## Work to complete
1 – Please reproduce the passage on Europa and Enceladus from "The ocean beneath" up to and including "at Jupiter’s distance.", word for word.
2 – In the passage on Europa and Enceladus, condense the paragraph beginning "Europa’s ocean is kept liquid" into a short bulleted list that keeps its main facts.

## Selected passage
▬▬▬▬▬▬
Europa orbits Jupiter, 628 million kilometers from the Sun. Enceladus orbits Saturn, 1.27 billion kilometers out. Despite their distance from each other and from the warmth of the Sun, both harbor more liquid water than Earth’s oceans. What separates them is not water. It is evidence.
Europa: The Classic Target

Europa is roughly the size of Earth’s Moon, with a radius of about 1,561 kilometers. Its surface is a cracked sheet of water ice, younger than most solid surfaces in the solar system and marked by a web of reddish-brown streaks called linea. These streaks are thought to be fractures where liquid water or brine has welled up from below, carrying dissolved minerals to the surface.
The ocean beneath Europa’s ice is estimated to be 60 to 150 kilometers deep, sitting above a rocky silicate seafloor. That seafloor contact is significant: on Earth, hydrothermal vents on the ocean floor drive entire ecosystems using chemical energy instead of sunlight. If Europa has similar hydrothermal systems, the rocky bottom provides a long-term interface for chemical reactions involving minerals, water, and heat.
Europa’s ocean is kept liquid by tidal heating. As the moon orbits Jupiter in a mildly elliptical path, gravitational flexing generates heat in its interior, enough to keep a thick ocean liquid despite the cold of space. Tidal heating is the dominant energy source here, not solar radiation, which is far too weak at Jupiter’s distance.
Evidence for Europa’s ocean comes from multiple sources. The Galileo spacecraft, which orbited Jupiter from 1995 to 2003, detected magnetic field perturbations consistent with a conducting fluid layer beneath the ice, almost certainly saltwater. Surface imaging showed disrupted terrain indicating past or current ice shell dynamics. The Hubble Space Telescope detected possible water vapor plumes above Europa’s south pole in 2013 and 2016, though these detections remain unconfirmed and inconsistent.
NASA’s Europa Clipper spacecraft launched in October 2024 and is currently en route to Jupiter. It will conduct nearly 50 flybys of Europa beginning in 2030, mapping the surface, measuring the ice shell thickness, confirming the ocean’s extent, and searching for plumes that might be sampled directly.
Enceladus: The Moon That Already Proved It
Enceladus is small, just 252 kilometers in radius, roughly the size of England. It should be geologically dead. Instead, it is one of the most active worlds in the solar system.
▬▬▬▬▬▬
## Source material
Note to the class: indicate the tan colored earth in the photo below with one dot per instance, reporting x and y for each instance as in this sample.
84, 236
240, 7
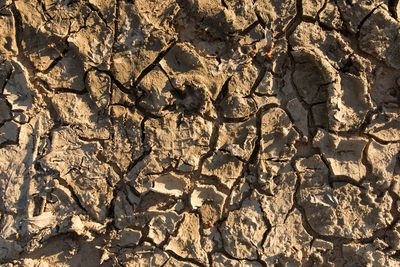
▬▬▬▬▬▬
## Solved problems
1 –
The ocean beneath Europa’s ice is estimated to be 60 to 150 kilometers deep, sitting above a rocky silicate seafloor. That seafloor contact is significant: on Earth, hydrothermal vents on the ocean floor drive entire ecosystems using chemical energy instead of sunlight. If Europa has similar hydrothermal systems, the rocky bottom provides a long-term interface for chemical reactions involving minerals, water, and heat.
Europa’s ocean is kept liquid by tidal heating. As the moon orbits Jupiter in a mildly elliptical path, gravitational flexing generates heat in its interior, enough to keep a thick ocean liquid despite the cold of space. Tidal heating is the dominant energy source here, not solar radiation, which is far too weak at Jupiter’s distance.

2 –
- Tidal heating keeps Europa’s ocean liquid.
- Europa follows a mildly elliptical orbit around Jupiter, and the resulting gravitational flexing heats its interior.
- That heat is enough to keep a thick ocean liquid despite the cold of space.
- Tidal heating, not solar radiation, is the dominant energy source, since sunlight is far too weak at Jupiter’s distance.